Stored data:
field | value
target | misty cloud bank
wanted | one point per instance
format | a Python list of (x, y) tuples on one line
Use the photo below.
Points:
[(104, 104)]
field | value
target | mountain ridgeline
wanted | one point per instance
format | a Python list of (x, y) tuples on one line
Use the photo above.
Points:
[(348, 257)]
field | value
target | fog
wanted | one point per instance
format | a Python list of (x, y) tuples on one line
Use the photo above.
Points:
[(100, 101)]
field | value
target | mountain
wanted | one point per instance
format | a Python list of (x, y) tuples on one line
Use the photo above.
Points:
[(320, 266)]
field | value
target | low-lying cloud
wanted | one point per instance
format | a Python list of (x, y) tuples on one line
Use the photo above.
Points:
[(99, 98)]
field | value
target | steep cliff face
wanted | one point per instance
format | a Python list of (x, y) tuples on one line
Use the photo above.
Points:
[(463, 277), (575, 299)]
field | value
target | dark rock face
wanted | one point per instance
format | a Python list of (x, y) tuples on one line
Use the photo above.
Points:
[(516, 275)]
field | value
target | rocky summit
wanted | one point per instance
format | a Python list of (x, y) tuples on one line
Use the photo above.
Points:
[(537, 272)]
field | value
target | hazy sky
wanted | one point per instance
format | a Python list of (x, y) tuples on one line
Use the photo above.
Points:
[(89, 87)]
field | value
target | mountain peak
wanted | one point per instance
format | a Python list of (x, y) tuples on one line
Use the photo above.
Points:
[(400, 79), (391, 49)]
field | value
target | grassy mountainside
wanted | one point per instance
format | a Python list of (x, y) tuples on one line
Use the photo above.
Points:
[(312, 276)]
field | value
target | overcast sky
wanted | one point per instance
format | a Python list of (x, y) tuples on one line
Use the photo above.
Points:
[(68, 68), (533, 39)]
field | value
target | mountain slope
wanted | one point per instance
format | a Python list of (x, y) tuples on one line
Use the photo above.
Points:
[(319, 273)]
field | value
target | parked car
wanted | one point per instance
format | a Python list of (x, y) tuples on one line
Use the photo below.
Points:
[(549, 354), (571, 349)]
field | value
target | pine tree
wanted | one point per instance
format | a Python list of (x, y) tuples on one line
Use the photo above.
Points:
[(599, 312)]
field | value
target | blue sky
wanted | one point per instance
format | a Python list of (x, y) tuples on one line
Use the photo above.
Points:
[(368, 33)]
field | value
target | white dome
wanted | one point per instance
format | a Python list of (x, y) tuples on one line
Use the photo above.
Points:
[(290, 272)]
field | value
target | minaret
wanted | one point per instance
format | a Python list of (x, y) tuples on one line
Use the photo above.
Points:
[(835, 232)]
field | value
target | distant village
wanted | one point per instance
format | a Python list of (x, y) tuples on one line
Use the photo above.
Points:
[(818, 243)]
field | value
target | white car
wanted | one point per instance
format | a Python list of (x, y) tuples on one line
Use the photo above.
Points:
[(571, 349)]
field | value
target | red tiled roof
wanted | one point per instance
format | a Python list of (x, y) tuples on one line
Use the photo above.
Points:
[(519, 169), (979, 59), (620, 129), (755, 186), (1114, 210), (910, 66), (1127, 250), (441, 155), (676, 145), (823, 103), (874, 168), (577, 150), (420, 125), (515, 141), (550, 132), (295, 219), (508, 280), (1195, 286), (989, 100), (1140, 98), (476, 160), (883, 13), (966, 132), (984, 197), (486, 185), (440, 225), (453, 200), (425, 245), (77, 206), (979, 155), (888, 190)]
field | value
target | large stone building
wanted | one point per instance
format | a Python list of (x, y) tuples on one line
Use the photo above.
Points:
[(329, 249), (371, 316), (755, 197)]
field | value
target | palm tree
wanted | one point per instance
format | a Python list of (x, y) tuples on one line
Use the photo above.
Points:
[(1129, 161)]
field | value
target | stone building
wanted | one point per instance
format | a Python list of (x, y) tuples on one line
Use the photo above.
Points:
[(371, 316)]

• **Prompt**
Rewrite every line of the stored data above as a numbered list, leaving out any blank lines.

• **The reply**
1. field | value
2. target | misty cloud bank
3. wanted | one point per instance
4. format | a Python list of (x, y) tuples on one line
5. Use the photo below.
6. Points:
7. [(104, 104)]
8. field | value
9. target | mountain ridgeline
10. wanted | one point per instance
11. format | a Python list of (x, y) tuples on one line
12. Use the photo above.
13. Points:
14. [(348, 257)]
15. field | value
16. target | fog
17. wanted | one point per instance
18. format | a Python list of (x, y) tuples on one line
19. Use the photo above.
20. Points:
21. [(100, 101)]
22. field | value
23. target | mountain
24. wanted | one point per instance
25. format | a Python list of (x, y) tuples on one line
26. Use the photo above.
27. Points:
28. [(320, 266)]
29. field | value
30. target | low-lying cloud
31. wanted | one point per instance
32. format | a Python list of (x, y) tuples on one line
33. Use the photo above.
34. Points:
35. [(99, 98)]
36. field | value
37. target | steep cliff face
38. wanted | one point per instance
39. format | a Python list of (x, y) tuples on one line
40. Use the photo above.
41. Points:
42. [(463, 277), (575, 299)]
43. field | value
44. target | dark rock face
45. wanted | one point per instance
46. format | a Python list of (x, y) tuples on one line
47. Use the photo above.
48. Points:
49. [(516, 275)]
50. field | value
51. target | rocky summit
52. wanted | one point per instance
53. format | a Python list of (x, y) tuples on one line
54. Use the photo above.
55. Points:
56. [(537, 272)]
57. field | value
58. target | hazy sky
59. wanted | one point per instance
60. format | a Python list of (x, y) tuples on one line
61. Use the photo above.
62. Points:
63. [(89, 87)]
64. field | value
65. target | mountain peak
66. wanted | one point per instance
67. format | a Python list of (x, y) tuples on one line
68. Use the photo above.
69. Points:
70. [(400, 79), (391, 49)]
71. field | value
72. target | grassy mountainside
73. wanted | one point per instance
74. format | a Python list of (x, y) tuples on one line
75. Use the photo above.
76. Points:
77. [(312, 276)]
78. field | value
79. target | overcast sky
80. wanted | one point per instance
81. format | a Python list of (x, y) tuples on one line
82. Use the photo above.
83. Points:
84. [(68, 68), (533, 39)]
85. field | value
86. target | mountain slope
87. wanted | one point per instance
88. format | a Python list of (x, y) tuples on one line
89. Use the photo above.
90. Points:
91. [(319, 273)]
92. field | value
93. target | parked car
94. wanted | one point per instance
95. format | a Python list of (x, y) tuples on one line
96. Use the photo below.
97. Points:
98. [(549, 354), (571, 349)]
99. field | value
100. target | pine tree
101. wanted | one point per instance
102. format | a Python list of (x, y) tuples on one line
103. Use the photo above.
104. Points:
105. [(599, 312)]
106. field | value
107. target | blue sky
108. wanted | one point per instance
109. format | a Python list of (x, y) tuples on one line
110. Use the photo above.
111. Points:
112. [(368, 33)]
113. field | value
114. target | white dome
115. wanted | one point per instance
116. format | a Python list of (x, y) tuples on one line
117. Use the photo above.
118. Points:
119. [(290, 272)]
120. field | value
121. target | minaret
122. wanted | one point per instance
123. format | a Python list of (x, y) tuples on one line
124. Use the photo above.
125. Points:
126. [(835, 232)]
127. field | value
128. target | distant village
129. wanted | one point per instance
130. format | a Python list of (x, y) tuples on one line
131. Use the photo above.
132. Points:
133. [(818, 243)]
134. field | value
135. target | white car
136. wanted | one point per instance
137. format | a Python list of (x, y) tuples on one line
138. Use the photo above.
139. Points:
140. [(571, 349)]
141. field | value
142. target | red tiled roof
143. wanted | one point per instance
144. format | a Python list of (x, y) tuples on one line
145. Use the photo above.
146. Points:
147. [(519, 169), (979, 59), (620, 129), (755, 186), (1114, 210), (910, 66), (1127, 250), (441, 155), (676, 145), (823, 103), (874, 168), (577, 150), (420, 125), (515, 141), (550, 132), (295, 219), (508, 280), (1195, 286), (989, 100), (1140, 98), (476, 160), (883, 13), (966, 132), (984, 197), (486, 185), (440, 225), (453, 200), (425, 245), (77, 206), (979, 155), (888, 190)]
148. field | value
149. target | large stone building
150. wanted | one point per instance
151. format | a Python list of (x, y) tuples on one line
152. Use the photo above.
153. Points:
154. [(329, 249), (371, 316), (755, 197)]
155. field | value
156. target | palm tree
157. wanted | one point per instance
158. format | a Python list of (x, y) tuples on one line
159. Use the photo above.
160. Points:
161. [(1129, 161)]
162. field | value
163. target | stone building
164. wanted | one point per instance
165. format | a Python list of (x, y) tuples on one line
166. Use the photo above.
167. Points:
168. [(371, 316)]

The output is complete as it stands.